_DIRECTION_. Please rewrite the material below with "ceiling fan blade" replaced by "window pane" and everything else left unchanged.

##########

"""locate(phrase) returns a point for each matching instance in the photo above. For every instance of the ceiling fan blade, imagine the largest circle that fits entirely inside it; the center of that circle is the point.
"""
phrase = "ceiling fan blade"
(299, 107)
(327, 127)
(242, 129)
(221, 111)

##########

_REPLY TO THE TASK_.
"""locate(phrase) returns a point for each matching instance in the photo above. For every instance of the window pane, imagine the largest circle that fits entirely inside it; the center of that circle is the point.
"""
phrase = "window pane"
(299, 107)
(327, 127)
(242, 129)
(221, 111)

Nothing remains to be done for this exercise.